◆ **Objective**: Begin at the line below that contains "Shelf-audit tool: tag the large boulder". Repeat it and all remaining lines of the records exactly.

◆ **Data for this task**:
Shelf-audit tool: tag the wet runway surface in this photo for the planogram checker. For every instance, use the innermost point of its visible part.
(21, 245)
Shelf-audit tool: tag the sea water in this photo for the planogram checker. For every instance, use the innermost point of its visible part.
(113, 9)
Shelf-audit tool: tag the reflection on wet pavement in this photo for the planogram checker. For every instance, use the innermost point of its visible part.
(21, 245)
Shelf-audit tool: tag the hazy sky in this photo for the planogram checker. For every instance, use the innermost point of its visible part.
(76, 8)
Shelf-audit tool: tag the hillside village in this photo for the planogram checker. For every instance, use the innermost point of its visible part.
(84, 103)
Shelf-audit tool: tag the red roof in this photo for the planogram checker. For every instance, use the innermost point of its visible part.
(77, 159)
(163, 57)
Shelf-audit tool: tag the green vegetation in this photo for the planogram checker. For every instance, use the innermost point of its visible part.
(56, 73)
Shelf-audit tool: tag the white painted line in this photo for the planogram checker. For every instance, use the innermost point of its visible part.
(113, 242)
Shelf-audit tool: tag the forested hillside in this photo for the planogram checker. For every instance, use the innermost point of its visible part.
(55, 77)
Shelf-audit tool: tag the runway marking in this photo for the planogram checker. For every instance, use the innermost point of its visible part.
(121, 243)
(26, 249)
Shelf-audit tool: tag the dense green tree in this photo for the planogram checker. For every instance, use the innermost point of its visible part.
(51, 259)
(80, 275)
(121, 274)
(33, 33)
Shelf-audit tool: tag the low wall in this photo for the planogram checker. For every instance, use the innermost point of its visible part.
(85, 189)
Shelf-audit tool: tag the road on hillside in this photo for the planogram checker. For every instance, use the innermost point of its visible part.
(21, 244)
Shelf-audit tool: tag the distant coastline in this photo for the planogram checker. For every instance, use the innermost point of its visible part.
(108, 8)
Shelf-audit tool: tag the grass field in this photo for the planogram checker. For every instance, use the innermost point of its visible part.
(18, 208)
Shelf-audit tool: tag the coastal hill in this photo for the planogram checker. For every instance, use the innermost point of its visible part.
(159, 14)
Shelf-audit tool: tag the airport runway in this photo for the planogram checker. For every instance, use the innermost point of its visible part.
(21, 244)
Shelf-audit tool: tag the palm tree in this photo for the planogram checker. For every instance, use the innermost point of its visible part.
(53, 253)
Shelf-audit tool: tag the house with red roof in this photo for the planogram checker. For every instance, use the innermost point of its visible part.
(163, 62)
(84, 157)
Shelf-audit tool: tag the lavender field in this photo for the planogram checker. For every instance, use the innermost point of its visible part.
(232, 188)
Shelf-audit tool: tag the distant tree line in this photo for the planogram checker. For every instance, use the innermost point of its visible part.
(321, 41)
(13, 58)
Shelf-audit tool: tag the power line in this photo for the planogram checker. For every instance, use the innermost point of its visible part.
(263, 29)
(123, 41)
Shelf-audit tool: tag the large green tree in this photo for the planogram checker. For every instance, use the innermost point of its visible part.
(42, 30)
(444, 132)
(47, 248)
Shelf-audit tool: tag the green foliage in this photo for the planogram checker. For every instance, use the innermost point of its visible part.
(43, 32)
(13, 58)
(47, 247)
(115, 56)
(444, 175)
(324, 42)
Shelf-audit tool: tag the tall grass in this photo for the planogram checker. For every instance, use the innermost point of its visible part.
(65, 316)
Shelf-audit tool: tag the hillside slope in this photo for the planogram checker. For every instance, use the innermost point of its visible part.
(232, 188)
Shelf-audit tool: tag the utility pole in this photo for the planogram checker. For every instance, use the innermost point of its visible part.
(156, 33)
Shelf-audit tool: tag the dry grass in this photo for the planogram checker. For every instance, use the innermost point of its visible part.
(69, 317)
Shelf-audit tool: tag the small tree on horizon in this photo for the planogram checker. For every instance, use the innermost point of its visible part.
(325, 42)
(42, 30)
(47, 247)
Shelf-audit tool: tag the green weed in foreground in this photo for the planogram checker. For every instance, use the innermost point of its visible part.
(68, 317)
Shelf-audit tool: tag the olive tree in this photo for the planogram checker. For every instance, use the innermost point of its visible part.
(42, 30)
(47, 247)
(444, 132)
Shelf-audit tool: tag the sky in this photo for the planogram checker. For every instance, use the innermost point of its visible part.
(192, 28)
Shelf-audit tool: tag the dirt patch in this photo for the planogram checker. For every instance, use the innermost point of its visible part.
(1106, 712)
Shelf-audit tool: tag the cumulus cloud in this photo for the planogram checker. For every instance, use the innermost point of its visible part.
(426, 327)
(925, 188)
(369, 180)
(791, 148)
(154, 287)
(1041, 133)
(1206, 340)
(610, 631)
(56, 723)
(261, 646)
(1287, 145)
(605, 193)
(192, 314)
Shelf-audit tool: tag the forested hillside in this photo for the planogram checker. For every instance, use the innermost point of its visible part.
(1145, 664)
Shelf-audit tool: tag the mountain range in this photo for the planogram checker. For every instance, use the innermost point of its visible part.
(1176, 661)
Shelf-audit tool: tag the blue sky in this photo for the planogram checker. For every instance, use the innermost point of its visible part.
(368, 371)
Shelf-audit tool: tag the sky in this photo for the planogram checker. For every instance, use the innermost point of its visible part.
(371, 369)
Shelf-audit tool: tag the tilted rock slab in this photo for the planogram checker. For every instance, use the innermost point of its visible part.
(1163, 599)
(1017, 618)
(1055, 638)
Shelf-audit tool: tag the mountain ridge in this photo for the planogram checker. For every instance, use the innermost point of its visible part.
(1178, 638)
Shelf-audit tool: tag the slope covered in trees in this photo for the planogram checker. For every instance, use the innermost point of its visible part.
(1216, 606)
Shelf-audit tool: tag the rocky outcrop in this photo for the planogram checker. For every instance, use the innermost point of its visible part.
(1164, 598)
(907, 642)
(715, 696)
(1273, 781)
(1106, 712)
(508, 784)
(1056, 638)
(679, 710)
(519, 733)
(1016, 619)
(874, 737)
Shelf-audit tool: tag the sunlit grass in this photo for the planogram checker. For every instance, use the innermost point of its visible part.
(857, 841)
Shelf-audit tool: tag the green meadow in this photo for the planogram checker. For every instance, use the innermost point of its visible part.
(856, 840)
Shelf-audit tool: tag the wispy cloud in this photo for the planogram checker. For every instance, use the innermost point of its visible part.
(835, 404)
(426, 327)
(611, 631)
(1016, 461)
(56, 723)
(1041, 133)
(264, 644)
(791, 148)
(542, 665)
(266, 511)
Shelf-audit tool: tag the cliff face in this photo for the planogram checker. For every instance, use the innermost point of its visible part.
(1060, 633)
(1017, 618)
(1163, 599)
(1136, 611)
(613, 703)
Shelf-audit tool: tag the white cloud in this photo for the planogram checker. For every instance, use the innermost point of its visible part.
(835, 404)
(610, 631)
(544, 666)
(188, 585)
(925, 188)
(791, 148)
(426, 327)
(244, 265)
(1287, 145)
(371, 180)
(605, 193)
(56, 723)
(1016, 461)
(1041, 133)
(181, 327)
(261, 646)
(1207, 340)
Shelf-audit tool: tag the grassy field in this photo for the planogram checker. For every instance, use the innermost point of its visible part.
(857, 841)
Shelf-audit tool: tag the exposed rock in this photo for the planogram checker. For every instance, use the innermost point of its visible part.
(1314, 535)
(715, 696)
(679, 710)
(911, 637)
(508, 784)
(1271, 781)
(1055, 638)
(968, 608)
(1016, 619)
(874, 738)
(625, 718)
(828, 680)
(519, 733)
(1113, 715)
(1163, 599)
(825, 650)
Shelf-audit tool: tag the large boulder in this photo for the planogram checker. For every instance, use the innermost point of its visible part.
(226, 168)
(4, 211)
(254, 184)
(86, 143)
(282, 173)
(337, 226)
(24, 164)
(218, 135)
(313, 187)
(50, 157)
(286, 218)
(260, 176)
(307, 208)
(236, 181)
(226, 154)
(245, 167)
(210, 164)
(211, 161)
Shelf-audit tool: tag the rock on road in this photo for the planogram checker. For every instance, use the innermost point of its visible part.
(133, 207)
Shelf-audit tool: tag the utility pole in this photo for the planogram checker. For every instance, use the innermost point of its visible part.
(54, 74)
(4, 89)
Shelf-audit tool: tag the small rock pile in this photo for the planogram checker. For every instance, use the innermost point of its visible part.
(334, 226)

◆ **Solution**:
Shelf-audit tool: tag the large boulder in this photo for the planogram checker. For every instance, use the innermost point of its visible part.
(226, 168)
(4, 211)
(254, 184)
(86, 143)
(282, 173)
(337, 226)
(24, 164)
(218, 135)
(313, 187)
(50, 157)
(286, 218)
(260, 176)
(307, 208)
(236, 181)
(226, 154)
(245, 167)
(210, 164)
(211, 161)
Shelf-audit tool: tag the rock on road in this photo for the planogram checker. For every instance, use the innermost point of its visible part.
(133, 207)
Shelf-audit tool: tag the utility pole in this photo for the planogram checker. For every instance, use the innermost point of its visible part.
(54, 74)
(4, 89)
Shelf-audit tool: tag the small rock pile in this photo for the planogram checker. For every instance, use the innermost point of its visible part.
(334, 226)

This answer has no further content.